◆ Work to complete ◆
Rewrite the lines below, changing each "Request" to "Query" and keeping all else the same; omit the pictures.
:: Record list ::
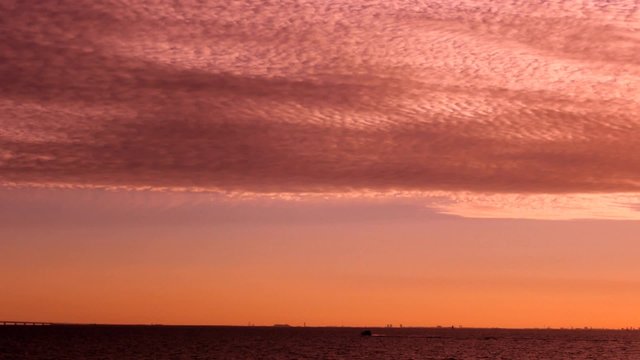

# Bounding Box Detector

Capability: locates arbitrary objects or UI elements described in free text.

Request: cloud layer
[0,0,640,197]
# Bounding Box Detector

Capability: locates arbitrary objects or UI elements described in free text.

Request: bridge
[0,320,56,326]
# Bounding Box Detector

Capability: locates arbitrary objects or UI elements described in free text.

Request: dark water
[0,326,640,360]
:::
◆ Response to this exercise ◆
# Bounding Box Detector

Capability: locates arbitrary objects or UI elements described in free text.

Query: cloud layer
[0,0,640,197]
# Bounding Box Detector

Capability: locates arbitrary objects or UI elements described in free text.

Query: bridge
[0,320,56,326]
# Bounding Box Detector

Capability: locates arbitrary objects or UI elements described in free text.

Query: dark water
[0,326,640,360]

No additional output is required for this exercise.